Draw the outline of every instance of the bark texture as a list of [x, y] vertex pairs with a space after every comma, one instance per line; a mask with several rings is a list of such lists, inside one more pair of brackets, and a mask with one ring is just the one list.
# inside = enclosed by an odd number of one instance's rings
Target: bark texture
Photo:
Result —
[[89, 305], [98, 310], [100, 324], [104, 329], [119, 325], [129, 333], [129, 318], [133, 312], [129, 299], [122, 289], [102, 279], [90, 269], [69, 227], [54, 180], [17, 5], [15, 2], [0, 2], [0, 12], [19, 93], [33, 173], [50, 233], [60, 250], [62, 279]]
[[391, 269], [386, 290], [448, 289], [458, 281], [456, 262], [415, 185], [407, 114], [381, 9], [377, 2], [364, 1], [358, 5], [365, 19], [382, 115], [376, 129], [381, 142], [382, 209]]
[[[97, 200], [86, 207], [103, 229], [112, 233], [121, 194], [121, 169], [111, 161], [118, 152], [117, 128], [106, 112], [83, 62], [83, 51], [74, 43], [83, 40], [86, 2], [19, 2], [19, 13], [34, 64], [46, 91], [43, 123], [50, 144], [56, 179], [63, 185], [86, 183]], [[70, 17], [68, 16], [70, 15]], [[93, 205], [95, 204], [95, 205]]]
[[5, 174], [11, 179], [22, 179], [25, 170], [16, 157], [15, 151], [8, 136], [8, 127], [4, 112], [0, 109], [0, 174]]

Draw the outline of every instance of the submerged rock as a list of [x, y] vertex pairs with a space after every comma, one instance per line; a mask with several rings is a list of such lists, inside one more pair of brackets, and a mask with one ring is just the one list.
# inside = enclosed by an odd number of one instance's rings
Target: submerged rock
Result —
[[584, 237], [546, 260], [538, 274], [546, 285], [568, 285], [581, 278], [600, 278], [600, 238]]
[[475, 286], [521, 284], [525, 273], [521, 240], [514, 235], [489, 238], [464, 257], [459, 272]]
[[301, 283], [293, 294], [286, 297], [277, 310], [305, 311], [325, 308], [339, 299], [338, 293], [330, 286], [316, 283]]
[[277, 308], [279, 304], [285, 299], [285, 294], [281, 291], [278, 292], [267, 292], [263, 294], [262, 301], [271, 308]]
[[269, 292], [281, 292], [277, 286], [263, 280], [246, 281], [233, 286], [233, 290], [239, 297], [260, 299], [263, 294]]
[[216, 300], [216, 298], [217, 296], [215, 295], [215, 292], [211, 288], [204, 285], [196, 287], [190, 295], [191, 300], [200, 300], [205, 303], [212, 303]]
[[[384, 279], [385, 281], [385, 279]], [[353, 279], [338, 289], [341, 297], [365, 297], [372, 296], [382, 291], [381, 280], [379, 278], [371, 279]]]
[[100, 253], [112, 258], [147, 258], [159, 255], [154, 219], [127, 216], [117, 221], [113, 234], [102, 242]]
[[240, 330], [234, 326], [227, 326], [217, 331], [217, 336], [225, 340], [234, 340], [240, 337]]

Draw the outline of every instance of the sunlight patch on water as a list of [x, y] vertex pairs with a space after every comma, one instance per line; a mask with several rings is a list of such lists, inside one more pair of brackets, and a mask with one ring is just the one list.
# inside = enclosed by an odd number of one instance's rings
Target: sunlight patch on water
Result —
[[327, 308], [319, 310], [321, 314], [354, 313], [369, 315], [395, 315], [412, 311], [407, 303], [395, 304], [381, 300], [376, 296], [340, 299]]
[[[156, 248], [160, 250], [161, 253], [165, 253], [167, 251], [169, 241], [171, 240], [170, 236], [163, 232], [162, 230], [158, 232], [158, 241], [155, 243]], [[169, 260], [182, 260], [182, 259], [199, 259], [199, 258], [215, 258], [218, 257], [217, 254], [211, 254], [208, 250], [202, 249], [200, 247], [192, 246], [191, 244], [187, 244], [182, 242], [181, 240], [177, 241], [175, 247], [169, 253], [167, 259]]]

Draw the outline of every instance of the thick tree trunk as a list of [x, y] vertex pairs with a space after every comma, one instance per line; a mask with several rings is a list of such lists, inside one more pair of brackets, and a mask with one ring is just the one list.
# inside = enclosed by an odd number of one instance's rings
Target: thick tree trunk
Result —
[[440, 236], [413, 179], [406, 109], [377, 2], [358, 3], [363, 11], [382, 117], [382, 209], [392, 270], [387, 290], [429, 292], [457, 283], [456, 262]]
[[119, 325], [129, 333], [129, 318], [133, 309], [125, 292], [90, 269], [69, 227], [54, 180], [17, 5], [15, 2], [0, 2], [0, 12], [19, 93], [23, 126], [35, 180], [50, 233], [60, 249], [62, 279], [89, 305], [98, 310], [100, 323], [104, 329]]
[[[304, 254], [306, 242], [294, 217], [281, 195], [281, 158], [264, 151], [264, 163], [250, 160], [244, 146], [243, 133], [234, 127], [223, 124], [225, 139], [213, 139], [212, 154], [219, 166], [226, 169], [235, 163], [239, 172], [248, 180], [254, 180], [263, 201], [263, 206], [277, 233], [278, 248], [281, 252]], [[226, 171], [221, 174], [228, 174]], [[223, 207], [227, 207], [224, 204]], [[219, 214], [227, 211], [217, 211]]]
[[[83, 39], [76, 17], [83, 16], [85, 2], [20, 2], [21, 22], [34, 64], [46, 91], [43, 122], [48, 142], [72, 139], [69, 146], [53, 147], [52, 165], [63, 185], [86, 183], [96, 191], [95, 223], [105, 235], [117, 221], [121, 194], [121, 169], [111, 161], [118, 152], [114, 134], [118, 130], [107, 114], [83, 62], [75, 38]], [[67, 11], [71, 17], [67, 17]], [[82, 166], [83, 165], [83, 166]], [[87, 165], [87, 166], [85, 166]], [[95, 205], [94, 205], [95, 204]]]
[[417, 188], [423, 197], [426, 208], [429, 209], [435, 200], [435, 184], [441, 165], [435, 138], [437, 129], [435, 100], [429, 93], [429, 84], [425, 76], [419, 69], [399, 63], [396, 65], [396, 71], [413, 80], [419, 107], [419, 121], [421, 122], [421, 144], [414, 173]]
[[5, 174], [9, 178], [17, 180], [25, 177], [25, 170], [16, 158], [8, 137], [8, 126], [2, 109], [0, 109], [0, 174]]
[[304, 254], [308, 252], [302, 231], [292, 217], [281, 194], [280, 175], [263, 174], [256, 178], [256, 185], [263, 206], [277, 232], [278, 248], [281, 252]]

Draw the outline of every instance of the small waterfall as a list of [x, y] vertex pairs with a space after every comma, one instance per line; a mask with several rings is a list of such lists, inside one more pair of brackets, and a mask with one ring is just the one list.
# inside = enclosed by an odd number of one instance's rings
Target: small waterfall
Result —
_ _ _ _
### Instructions for the task
Extract every line above and reproduce it without changing a single character.

### The reply
Draw the outline of every instance of the bark texture as a list of [x, y] vertex pairs with a space after every comma, one instance per line; a mask with several rings is a list of such lists, inside one more pair of brackets, and a mask with one ring is just the one list.
# inside = enclosed by an odd number of one instance's rings
Target: bark texture
Photo:
Result —
[[89, 305], [98, 310], [100, 324], [104, 329], [119, 325], [129, 333], [129, 318], [133, 312], [129, 299], [122, 289], [102, 279], [90, 269], [69, 227], [54, 180], [17, 5], [15, 2], [0, 2], [0, 12], [19, 93], [33, 173], [50, 233], [60, 250], [62, 279]]
[[391, 269], [386, 290], [448, 289], [458, 281], [456, 262], [415, 185], [407, 114], [381, 9], [377, 2], [364, 1], [358, 5], [365, 19], [382, 115], [376, 129], [381, 142], [382, 209]]
[[[97, 200], [86, 207], [103, 229], [112, 233], [121, 194], [121, 169], [111, 161], [118, 152], [117, 128], [106, 112], [83, 62], [83, 51], [74, 43], [83, 40], [86, 2], [19, 2], [19, 13], [34, 64], [46, 91], [43, 123], [50, 144], [56, 179], [63, 185], [86, 183]], [[70, 17], [68, 16], [70, 15]], [[93, 205], [95, 204], [95, 205]]]
[[5, 174], [11, 179], [22, 179], [25, 170], [16, 157], [15, 151], [8, 136], [8, 127], [4, 112], [0, 109], [0, 174]]

Draw the outline of every instance of the submerged rock as a list of [x, y] vertex pairs with a space after every comma, one instance per line; a mask with several rings is a list of such lists, inside one more pair of brackets, and a mask with one ring is just the one list.
# inside = enclosed by an odd number of one instance's rings
Target: submerged rock
Result —
[[584, 237], [546, 260], [538, 274], [546, 285], [568, 285], [581, 278], [600, 278], [600, 238]]
[[475, 286], [521, 284], [525, 273], [521, 240], [514, 235], [489, 238], [464, 257], [459, 272]]
[[301, 283], [293, 294], [286, 297], [277, 310], [305, 311], [325, 308], [339, 299], [338, 293], [330, 286], [316, 283]]
[[277, 308], [279, 304], [285, 299], [285, 294], [281, 291], [278, 292], [267, 292], [263, 294], [262, 301], [271, 308]]
[[269, 292], [281, 292], [277, 286], [263, 280], [246, 281], [233, 286], [233, 290], [239, 297], [260, 299], [263, 294]]
[[216, 300], [216, 298], [217, 296], [215, 295], [215, 292], [211, 288], [204, 285], [196, 287], [190, 295], [191, 300], [200, 300], [205, 303], [212, 303]]
[[[384, 279], [385, 281], [385, 279]], [[353, 279], [338, 289], [341, 297], [365, 297], [372, 296], [382, 291], [381, 280], [379, 278], [371, 279]]]
[[100, 253], [112, 258], [147, 258], [159, 255], [154, 219], [127, 216], [117, 221], [113, 234], [102, 242]]
[[240, 330], [234, 326], [227, 326], [217, 331], [217, 336], [225, 340], [234, 340], [240, 337]]

Draw the outline of every instance of the sunlight patch on water as a list of [x, y] vertex pairs with a space after every comma, one instance per line; a mask with several rings is a list of such lists, inside one more pair of brackets, and a mask with one ring is just the one list.
# inside = enclosed by an odd number of one instance's rings
Target: sunlight patch on water
Result —
[[327, 308], [319, 310], [321, 314], [354, 313], [369, 315], [395, 315], [412, 311], [407, 303], [395, 304], [381, 300], [376, 296], [340, 299]]
[[[156, 248], [160, 250], [161, 253], [165, 253], [167, 251], [169, 241], [171, 240], [170, 236], [163, 232], [162, 230], [158, 232], [158, 241], [155, 243]], [[169, 260], [182, 260], [182, 259], [199, 259], [199, 258], [215, 258], [218, 257], [217, 254], [211, 254], [208, 250], [202, 249], [200, 247], [192, 246], [191, 244], [187, 244], [182, 242], [181, 240], [177, 241], [175, 247], [169, 253], [167, 259]]]

Draw the outline of every instance of the thick tree trunk as a list of [x, y] vertex pairs with a space after every comma, one instance per line; a mask with several rings is a list of such lists, inside one more pair of brackets, and a mask with one ring is just the one list.
# inside = enclosed by an odd number of one instance's rings
Target: thick tree trunk
Result —
[[440, 236], [413, 179], [406, 109], [377, 2], [358, 3], [363, 11], [382, 117], [382, 209], [392, 270], [387, 290], [429, 292], [457, 283], [456, 262]]
[[119, 325], [129, 333], [129, 318], [133, 309], [125, 292], [90, 269], [69, 227], [54, 180], [17, 5], [15, 2], [0, 2], [0, 12], [19, 93], [23, 126], [35, 180], [50, 233], [60, 249], [62, 279], [89, 305], [98, 310], [100, 323], [104, 329]]
[[[304, 254], [306, 242], [294, 217], [281, 195], [281, 158], [264, 151], [264, 163], [250, 160], [244, 146], [243, 133], [234, 127], [223, 124], [225, 139], [213, 139], [212, 154], [219, 166], [226, 169], [235, 163], [239, 172], [248, 180], [254, 180], [263, 201], [263, 206], [277, 233], [278, 248], [281, 252]], [[226, 171], [221, 174], [228, 174]], [[223, 207], [227, 207], [224, 204]], [[219, 214], [227, 211], [217, 211]]]
[[[83, 39], [76, 17], [83, 16], [85, 2], [20, 2], [21, 22], [34, 64], [46, 91], [43, 122], [48, 142], [72, 139], [69, 146], [53, 147], [52, 165], [63, 185], [86, 183], [96, 191], [95, 223], [105, 235], [117, 221], [121, 194], [121, 169], [111, 161], [118, 152], [114, 134], [118, 130], [107, 114], [83, 62], [75, 38]], [[67, 11], [71, 17], [67, 17]], [[82, 166], [83, 165], [83, 166]], [[87, 165], [87, 166], [85, 166]], [[95, 205], [94, 205], [95, 204]]]
[[417, 188], [423, 197], [426, 208], [429, 209], [435, 200], [435, 184], [441, 165], [435, 138], [437, 129], [435, 100], [429, 93], [429, 84], [425, 76], [419, 69], [399, 63], [396, 65], [396, 71], [413, 80], [419, 107], [419, 121], [421, 122], [421, 144], [414, 173]]
[[5, 174], [9, 178], [17, 180], [25, 177], [25, 170], [16, 158], [8, 137], [8, 126], [2, 109], [0, 109], [0, 174]]
[[304, 254], [308, 252], [302, 231], [292, 217], [281, 194], [280, 175], [263, 174], [256, 178], [256, 185], [263, 206], [277, 232], [278, 248], [281, 252]]

Draw the outline of every instance of the small waterfall as a list of [x, y] vertex pairs with a space after every comma, one instance per line; a mask with several rings is a list of such lists, inside one more pair of brackets, and a mask with one ring is just the one list.
# inside = enclosed by an odd number of one instance's rings
Target: small waterfall
Result —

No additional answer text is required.